RECORDS PROVIDED ::

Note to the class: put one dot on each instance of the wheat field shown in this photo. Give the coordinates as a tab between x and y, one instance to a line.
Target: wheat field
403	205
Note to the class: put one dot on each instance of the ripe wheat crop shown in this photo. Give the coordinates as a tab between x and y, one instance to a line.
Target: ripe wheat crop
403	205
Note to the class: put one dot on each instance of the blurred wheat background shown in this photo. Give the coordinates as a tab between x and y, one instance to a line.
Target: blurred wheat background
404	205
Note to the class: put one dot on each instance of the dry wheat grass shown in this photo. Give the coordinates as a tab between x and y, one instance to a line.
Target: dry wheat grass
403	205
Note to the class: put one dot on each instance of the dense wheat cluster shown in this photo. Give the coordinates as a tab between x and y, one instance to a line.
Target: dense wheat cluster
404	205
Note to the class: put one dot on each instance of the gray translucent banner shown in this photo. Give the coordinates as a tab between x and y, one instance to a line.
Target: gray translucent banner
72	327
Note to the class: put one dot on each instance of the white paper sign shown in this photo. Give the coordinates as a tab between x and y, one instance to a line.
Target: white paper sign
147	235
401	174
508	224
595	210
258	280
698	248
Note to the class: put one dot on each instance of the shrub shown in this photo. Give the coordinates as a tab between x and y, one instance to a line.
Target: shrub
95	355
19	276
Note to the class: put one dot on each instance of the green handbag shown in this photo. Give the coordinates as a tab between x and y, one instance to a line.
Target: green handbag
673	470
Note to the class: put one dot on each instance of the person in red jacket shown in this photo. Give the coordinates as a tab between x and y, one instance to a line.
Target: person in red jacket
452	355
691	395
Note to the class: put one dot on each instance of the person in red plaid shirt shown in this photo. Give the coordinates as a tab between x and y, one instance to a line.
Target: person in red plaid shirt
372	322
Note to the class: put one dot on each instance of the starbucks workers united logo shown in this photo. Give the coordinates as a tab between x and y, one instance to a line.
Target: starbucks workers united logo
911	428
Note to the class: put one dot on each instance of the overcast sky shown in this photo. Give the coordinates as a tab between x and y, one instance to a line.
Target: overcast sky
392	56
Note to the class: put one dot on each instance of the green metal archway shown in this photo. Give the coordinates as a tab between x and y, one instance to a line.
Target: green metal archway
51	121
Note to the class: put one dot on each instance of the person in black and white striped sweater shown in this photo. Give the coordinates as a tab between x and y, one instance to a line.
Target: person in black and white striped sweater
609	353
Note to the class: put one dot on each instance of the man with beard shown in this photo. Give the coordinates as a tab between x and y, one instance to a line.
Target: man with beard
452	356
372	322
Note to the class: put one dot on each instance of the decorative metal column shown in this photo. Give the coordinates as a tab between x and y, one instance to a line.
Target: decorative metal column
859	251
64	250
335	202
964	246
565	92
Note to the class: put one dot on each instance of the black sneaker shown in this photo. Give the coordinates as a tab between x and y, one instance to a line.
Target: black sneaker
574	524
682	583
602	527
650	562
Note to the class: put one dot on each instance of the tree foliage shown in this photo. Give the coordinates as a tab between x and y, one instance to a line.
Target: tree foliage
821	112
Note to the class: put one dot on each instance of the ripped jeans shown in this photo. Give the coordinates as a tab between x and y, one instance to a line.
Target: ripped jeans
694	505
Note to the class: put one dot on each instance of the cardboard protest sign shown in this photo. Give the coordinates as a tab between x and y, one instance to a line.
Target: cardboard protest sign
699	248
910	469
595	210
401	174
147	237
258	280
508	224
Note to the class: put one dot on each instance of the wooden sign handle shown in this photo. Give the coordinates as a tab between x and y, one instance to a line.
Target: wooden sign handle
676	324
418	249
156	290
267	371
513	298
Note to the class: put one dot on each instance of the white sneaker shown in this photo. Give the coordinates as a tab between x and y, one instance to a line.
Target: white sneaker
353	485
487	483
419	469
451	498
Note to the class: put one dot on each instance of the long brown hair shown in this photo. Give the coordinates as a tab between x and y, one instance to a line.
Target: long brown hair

PROBLEM TO WORK ON ::
Could you reproduce all the rows above word for word, line by line, with nothing changed?

RESULT BELOW ::
Note to the class: put one dot on each instance of the wheat field shown in this photo. Give the coordinates as a tab between x and y, one instance to a line.
Target: wheat field
403	205
Note to the class: put one dot on each instance of the ripe wheat crop shown in this photo. Give the coordinates as a tab between x and y, one instance to a line.
Target: ripe wheat crop
403	205
Note to the class: put one dot on each instance of the blurred wheat background shown in this photo. Give the coordinates as a tab between x and y, one instance to a line.
Target: blurred wheat background
404	205
Note to the class: put one dot on each instance of the dry wheat grass shown in this photo. Give the coordinates as a tab between x and y, one instance to a line.
Target: dry wheat grass
403	205
Note to the class: put one dot on each instance of the dense wheat cluster shown in this photo. Give the coordinates as a tab between x and y, one instance to a line.
Target: dense wheat cluster
404	205
Note to the class: put one dot on each instance of the gray translucent banner shown in this photo. Give the coordinates as a tab between x and y, one instance to a line.
Target: gray translucent banner
72	327
Note to the class: put one dot on each instance of the white paper sign shown in this photo. Give the coordinates as a tab between x and y, one instance to a line.
Target: white paper sign
147	235
401	174
508	224
595	210
258	280
698	248
Note to the class: put one dot on each instance of the shrub shown in this photo. Give the coordinates as a tab between x and y, one instance to a line.
Target: shrub
95	355
19	276
Note to the class: put one dot on each instance of the green handbag shown in this photo. Give the coordinates as a tab between x and y, one instance to a line.
Target: green handbag
673	470
Note to the class: put one dot on each instance of the person in red jacket shown in this photo. Give the coordinates as a tab between x and y, one instance to a line.
Target: person in red jacket
452	355
691	395
Note to the class: put one dot on each instance of the person in red plaid shirt shown in this photo. Give the coordinates as a tab between x and y, one instance to a line.
Target: person in red plaid shirt
372	322
Note to the class: put one dot on each instance of the starbucks workers united logo shown in this photo. Give the coordinates as a tab between x and y, one instance to a line.
Target: starbucks workers united logo
911	428
Note to the class: put one dot on each instance of the overcast sky shown in this photo. Give the coordinates as a tab between x and y, one instance to a line.
Target: overcast sky
392	56
Note to the class: put one dot on each instance of the green metal archway shown in this photo. Give the coordinates as a tab between x and y, one instance to a line.
Target: green metal archway
51	121
Note to the class: put one dot on each instance of the person in black and white striped sweater shown in this photo. Give the coordinates as a tab between x and y, one instance to a line.
Target: person in black and white striped sweater
609	353
Note to the class: put one dot on each instance of the man with beard shown in this photo. Give the coordinates as a tab between x and y, one instance to a line.
Target: man with beard
452	356
372	322
Note to the class: put one dot on each instance of the decorative metal column shown in this photo. Give the coordinates as a tab between x and y, one instance to a line.
Target: decorative metal column
859	251
64	250
335	202
964	246
565	92
Note to the class: put one dot on each instance of the black sneaker shown in this photo. Give the coordinates as a tab between x and y, one instance to a line.
Target: black sneaker
574	524
682	583
602	527
650	562
Note to the class: put one dot on each instance of the tree foliage shown in this photo. Give the coordinates as a tab between x and y, one instance to a line.
Target: tree foliage
821	112
Note to the class: put one dot on each instance of the ripped jeans shown in this photo. Give the coordinates as a tab between x and y, one instance to a line.
Target: ripped jeans
694	505
Note to the class: put one dot on each instance of the cardboard protest sign shown in this photo. Give the coordinates as a tab between x and y, one instance to a line.
Target: cardboard protest sign
699	248
910	469
595	210
401	174
147	237
258	280
508	224
Note to the class: put one dot on each instance of the wooden sign handle shown in this photo. Give the coordinates as a tab between x and y, one instance to a line.
Target: wooden sign handle
676	324
418	249
156	290
267	371
513	298
Note to the class: put one dot on each instance of the white sneaker shown in this photo. Give the coordinates as a tab between x and y, one instance to a line.
Target: white sneaker
353	485
487	483
419	469
451	498
Note to the class: put one dot on each instance of the long brown hair shown in this photo. Give the coordinates as a tab between x and y, one instance to a line.
Target: long brown hair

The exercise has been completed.